• DIRECTIONS FOR THIS TASK
A faithful copy is required: transcribe each line below exactly, minus the pictures.
■ ■ ■ ■ ■
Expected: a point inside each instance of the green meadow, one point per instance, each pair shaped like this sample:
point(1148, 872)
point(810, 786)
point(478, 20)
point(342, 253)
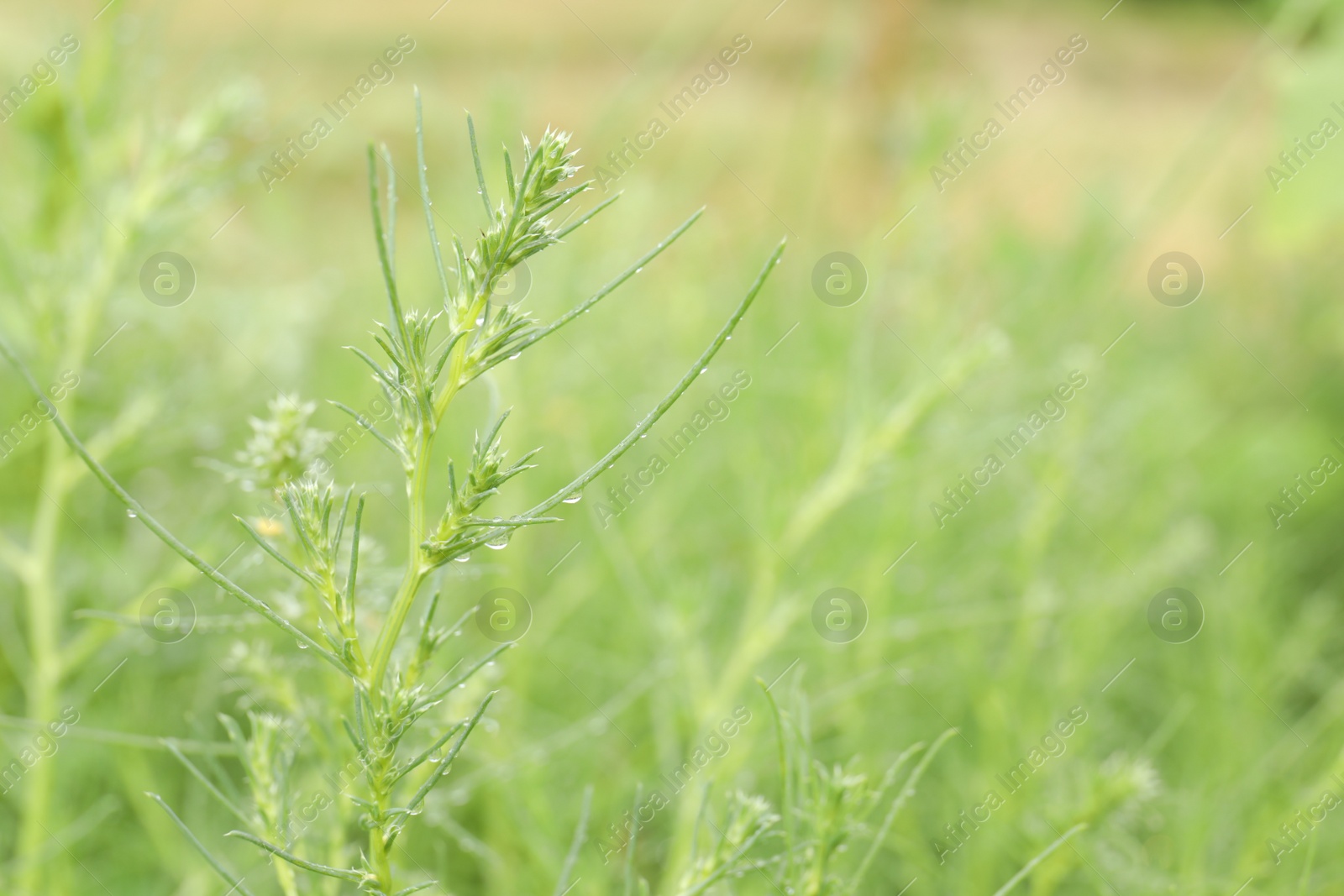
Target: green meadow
point(937, 465)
■ ■ ■ ■ ■
• SOLUTION BELOW
Expected: a point inside each instance of the green meadow, one point per instance, each pair shaped like this sample:
point(1148, 872)
point(810, 786)
point(478, 20)
point(342, 253)
Target: green meadow
point(937, 465)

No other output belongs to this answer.